* Start Data *

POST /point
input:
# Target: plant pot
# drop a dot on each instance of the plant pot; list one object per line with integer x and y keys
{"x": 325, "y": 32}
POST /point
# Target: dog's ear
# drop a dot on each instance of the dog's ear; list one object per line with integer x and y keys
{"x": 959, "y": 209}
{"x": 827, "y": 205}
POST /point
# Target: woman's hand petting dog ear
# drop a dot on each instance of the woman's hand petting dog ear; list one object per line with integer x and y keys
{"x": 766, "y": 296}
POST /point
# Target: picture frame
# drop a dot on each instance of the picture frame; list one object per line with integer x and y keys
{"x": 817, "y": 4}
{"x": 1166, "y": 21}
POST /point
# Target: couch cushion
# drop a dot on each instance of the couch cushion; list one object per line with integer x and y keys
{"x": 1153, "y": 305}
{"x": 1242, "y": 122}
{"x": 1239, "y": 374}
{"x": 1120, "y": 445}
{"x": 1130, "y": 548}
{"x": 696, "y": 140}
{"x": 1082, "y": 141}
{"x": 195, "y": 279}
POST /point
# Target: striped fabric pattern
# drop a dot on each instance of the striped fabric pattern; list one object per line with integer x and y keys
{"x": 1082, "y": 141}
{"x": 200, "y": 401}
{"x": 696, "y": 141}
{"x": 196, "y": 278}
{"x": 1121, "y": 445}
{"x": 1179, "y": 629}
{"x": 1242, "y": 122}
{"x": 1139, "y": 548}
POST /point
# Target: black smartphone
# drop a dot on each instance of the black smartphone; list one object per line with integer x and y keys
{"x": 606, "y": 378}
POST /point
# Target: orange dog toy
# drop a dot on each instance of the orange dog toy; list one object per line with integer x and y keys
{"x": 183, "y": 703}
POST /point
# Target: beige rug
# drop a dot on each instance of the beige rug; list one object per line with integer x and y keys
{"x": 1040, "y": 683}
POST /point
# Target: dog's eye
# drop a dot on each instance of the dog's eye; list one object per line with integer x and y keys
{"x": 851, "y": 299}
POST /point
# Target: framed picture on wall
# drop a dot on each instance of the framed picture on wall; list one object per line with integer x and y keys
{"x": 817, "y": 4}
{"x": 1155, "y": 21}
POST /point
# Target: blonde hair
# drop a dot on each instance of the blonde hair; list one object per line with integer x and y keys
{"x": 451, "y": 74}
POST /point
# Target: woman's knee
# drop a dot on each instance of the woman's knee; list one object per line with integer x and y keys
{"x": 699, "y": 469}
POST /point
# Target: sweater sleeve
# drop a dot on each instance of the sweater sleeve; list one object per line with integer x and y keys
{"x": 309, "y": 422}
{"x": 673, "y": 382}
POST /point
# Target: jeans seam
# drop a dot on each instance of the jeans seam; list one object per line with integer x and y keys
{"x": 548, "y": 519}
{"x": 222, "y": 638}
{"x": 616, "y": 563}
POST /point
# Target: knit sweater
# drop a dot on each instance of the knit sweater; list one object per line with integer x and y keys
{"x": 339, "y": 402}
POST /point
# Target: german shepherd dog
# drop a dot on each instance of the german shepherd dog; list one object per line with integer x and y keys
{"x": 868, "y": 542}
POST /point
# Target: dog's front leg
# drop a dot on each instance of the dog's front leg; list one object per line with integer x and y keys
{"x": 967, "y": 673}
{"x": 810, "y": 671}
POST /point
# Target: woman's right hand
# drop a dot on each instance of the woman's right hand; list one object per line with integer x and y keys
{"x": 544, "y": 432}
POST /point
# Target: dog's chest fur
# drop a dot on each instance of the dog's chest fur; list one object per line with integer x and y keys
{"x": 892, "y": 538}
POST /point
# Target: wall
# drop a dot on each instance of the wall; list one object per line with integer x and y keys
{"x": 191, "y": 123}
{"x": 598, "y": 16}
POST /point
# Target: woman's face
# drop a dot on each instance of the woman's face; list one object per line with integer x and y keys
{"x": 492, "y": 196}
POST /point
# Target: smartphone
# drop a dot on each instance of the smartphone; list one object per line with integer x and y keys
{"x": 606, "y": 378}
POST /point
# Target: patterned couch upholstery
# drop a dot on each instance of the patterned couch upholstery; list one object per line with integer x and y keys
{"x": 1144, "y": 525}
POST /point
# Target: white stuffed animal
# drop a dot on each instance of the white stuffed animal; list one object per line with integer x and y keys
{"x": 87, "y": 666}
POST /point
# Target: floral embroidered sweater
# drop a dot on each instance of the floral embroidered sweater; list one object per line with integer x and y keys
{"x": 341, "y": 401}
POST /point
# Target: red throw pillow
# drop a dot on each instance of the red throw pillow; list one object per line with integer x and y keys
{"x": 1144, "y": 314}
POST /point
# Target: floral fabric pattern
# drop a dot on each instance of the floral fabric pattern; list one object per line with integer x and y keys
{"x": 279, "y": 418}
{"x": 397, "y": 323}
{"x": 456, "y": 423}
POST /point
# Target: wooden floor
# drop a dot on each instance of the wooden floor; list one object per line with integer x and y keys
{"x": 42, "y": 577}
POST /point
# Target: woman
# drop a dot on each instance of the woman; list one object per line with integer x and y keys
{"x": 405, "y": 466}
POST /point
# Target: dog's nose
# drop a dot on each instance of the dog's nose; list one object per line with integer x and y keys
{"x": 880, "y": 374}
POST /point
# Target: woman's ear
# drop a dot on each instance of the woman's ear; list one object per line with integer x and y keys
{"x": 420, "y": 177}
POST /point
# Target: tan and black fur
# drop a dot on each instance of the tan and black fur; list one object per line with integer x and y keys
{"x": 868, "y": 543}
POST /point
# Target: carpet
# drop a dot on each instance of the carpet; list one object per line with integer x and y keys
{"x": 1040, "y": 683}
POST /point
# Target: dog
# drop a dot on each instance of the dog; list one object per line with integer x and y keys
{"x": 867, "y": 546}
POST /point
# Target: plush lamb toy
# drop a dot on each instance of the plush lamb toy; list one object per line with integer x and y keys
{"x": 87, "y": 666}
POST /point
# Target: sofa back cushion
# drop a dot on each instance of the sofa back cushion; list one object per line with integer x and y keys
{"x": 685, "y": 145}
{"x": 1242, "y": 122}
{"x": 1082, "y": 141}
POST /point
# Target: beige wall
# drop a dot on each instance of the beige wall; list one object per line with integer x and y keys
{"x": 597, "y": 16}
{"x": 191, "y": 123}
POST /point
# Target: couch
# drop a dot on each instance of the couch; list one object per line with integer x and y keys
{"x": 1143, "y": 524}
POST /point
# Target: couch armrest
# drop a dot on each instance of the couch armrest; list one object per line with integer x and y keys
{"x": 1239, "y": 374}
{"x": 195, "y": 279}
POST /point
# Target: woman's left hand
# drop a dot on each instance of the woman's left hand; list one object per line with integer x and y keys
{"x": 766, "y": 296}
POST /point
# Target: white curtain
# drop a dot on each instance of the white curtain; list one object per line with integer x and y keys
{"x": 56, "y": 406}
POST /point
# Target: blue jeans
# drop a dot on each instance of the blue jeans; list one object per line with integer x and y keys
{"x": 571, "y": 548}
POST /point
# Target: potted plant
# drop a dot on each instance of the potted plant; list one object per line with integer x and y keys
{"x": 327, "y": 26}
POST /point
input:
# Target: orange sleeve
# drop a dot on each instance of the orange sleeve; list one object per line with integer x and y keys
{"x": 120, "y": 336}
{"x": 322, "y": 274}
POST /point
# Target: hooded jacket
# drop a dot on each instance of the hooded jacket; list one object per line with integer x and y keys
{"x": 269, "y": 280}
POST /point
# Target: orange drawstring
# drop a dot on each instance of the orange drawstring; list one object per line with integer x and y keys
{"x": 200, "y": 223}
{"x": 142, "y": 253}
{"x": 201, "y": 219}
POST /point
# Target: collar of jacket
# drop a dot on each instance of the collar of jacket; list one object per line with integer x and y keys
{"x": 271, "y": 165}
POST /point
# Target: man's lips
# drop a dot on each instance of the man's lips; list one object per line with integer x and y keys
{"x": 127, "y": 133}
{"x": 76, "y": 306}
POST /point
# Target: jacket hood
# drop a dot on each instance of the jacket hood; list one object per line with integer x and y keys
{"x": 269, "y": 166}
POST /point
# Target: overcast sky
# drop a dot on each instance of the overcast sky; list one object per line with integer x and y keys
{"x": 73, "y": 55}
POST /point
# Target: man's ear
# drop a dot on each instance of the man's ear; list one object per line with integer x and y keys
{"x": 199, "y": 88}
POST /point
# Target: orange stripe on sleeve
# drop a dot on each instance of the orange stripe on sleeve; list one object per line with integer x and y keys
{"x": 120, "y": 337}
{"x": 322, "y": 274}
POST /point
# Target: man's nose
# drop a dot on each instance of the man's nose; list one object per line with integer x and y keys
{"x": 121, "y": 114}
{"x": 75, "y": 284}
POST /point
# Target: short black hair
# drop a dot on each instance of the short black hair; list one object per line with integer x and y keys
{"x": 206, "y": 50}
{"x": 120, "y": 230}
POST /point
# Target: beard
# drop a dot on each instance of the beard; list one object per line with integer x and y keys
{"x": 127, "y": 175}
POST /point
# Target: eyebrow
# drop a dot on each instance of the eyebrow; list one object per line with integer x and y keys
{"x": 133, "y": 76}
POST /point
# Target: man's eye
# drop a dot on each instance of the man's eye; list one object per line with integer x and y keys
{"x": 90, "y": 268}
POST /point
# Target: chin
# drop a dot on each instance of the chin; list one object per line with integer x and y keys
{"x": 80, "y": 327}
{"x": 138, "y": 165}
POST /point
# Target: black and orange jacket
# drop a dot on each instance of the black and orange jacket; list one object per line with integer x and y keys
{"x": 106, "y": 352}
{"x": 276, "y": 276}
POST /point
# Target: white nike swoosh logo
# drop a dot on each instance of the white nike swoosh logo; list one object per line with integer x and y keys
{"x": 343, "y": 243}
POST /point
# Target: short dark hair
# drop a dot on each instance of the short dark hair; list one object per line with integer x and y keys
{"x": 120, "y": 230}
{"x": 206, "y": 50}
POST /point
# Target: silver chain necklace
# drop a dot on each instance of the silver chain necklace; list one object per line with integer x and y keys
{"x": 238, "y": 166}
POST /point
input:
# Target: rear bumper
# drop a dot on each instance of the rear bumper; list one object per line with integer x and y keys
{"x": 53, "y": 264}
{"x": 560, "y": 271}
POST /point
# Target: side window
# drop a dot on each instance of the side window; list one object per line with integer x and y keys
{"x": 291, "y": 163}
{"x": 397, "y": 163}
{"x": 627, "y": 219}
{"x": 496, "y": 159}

* End Data *

Pull out each line from the items above that contains the word "knee", treating uppercase and lowercase as different.

* Written response:
# Target: woman's knee
# drop a dot on each instance of the woman's knee; list one object per line with integer x and y keys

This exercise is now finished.